Exercise instructions – In the yoga pose instructions, explain why the Big Toe Pose step that says to lift the top of the sternum as high as you can also limits how far the head is lifted.

Document passage –

○ ○ ○ ○

Reclining Bound Angle Pose
This pose is great for fatigue.
- Exhale and lower your back torso toward the floor, first leaning on your hands. Once you are leaning back on your forearms, use your hands to spread the back of your pelvis and release your lower back and upper buttocks through your tailbone.
- Bring your torso all the way to the floor, supporting your head and neck on a blanket roll or bolster if needed.
- With your hands grip your topmost thighs and rotate your inner thighs externally, pressing your outer thighs away from the sides of your torso.
- Next slide your hands along your outer thighs from the hips toward the knees and widen your outer knees away from your hips.
- Then slide your hands down along your inner thighs, from the knees to the groin. Imagine that your inner groins are sinking into your pelvis.
- Push your hip points together, so that while the back pelvis widens, the front pelvis narrows. Lay your arms on the floor, angled at about 45 degrees from the sides of your torso, palms up.
- To start, stay in this pose for one minute. Gradually extend your stay anywhere from five to 10 minutes.
- To come out, use your hands to press your thighs together, then roll over onto one side and push yourself away from the floor, head trailing the torso.
Big Toe Pose
This pose is great for anxiety, irritability, and insomnia.
- Stand upright with your inner feet parallel and about six inches apart. Contract your front thigh muscles to lift your kneecaps. Keeping your legs completely straight, exhale and bend forward from your hip joints, moving your torso and head as one unit.
- Slide the index and middle fingers of each hand between the big toes and the second toes. Then curl those fingers under and grip the big toes firmly, wrapping the thumbs around the other two fingers to secure the wrap. Press your toes down against your fingers. (If you can’t reach your toes without overly rounding your back, pass a strap under the ball of each foot and hold the straps.)
- With an inhalation, lift your torso as if you were going to stand up again, straightening your elbows. Lengthen your front torso, and on the next exhale, lift your sitting bones.
- Lift the top of your sternum as high as you can, but take care not to lift your head so far that you compress the back of your neck. Keep your forehead relaxed.
- For the next few inhalations, lift your torso strongly as you continue to actively contract your front thighs; on each successive exhalation, strongly lift your sitting bones as you consciously relax your hamstrings.
- Finally exhale, bend your elbows out to the sides, pull up on your toes, lengthen the front and sides of your torso, and gently lower into the forward bend.
- Hold the final position for one minute. Then release your toes, bring your hands to your hips, and re-lengthen your front torso.
- With an inhale, swing your torso and head as a single unit back to upright.

○ ○ ○ ○

Records from a data collection:

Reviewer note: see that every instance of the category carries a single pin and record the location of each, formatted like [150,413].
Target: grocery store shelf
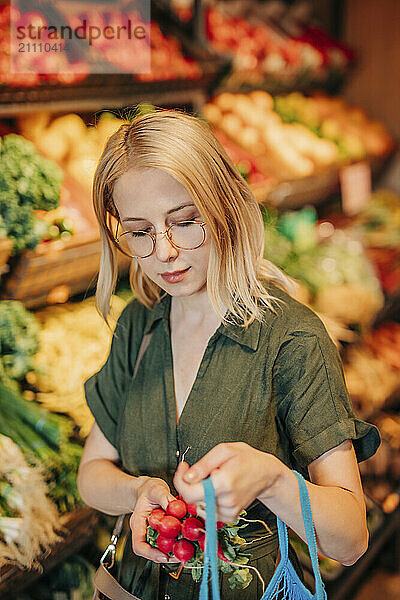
[315,189]
[80,99]
[389,532]
[80,527]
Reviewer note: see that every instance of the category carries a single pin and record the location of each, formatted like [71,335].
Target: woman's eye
[184,223]
[137,234]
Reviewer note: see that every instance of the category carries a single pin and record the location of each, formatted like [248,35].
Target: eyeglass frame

○ ○ ○ ○

Response to this task – Lifting the head too far would compress the back of the neck. The sternum is raised as high as possible, but the head is kept from going that far.